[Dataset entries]
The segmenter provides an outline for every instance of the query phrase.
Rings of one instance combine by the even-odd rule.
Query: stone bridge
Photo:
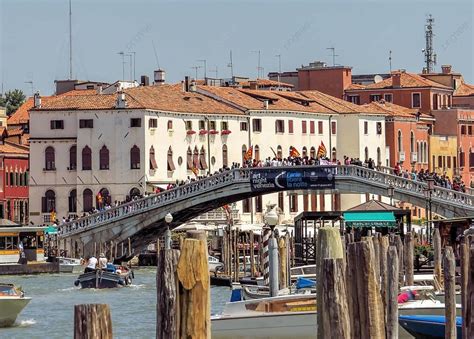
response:
[[[93,251],[94,243],[120,243],[131,239],[134,252],[162,235],[165,215],[170,228],[198,215],[245,198],[277,191],[317,191],[387,195],[392,185],[394,199],[425,208],[424,182],[413,181],[359,166],[293,166],[245,168],[226,171],[171,190],[150,195],[59,227],[66,248]],[[474,215],[474,196],[435,186],[432,210],[444,217]],[[75,245],[73,245],[75,243]]]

• WHAT IS BEING ASKED
Could the entries above be returned verbatim, with no pictures included?

• FINISHED TASK
The segmenter provides an outline for every instance of the query phrase.
Rings of one instance combine by the even-odd rule.
Query: stone bridge
Photo:
response:
[[[93,251],[94,243],[120,243],[131,239],[134,252],[162,235],[165,215],[170,228],[198,215],[245,198],[277,191],[317,191],[387,195],[392,185],[394,199],[425,208],[424,182],[413,181],[359,166],[293,166],[245,168],[226,171],[171,190],[150,195],[59,227],[66,248]],[[474,215],[474,196],[435,186],[432,210],[444,217]],[[75,245],[73,245],[75,243]]]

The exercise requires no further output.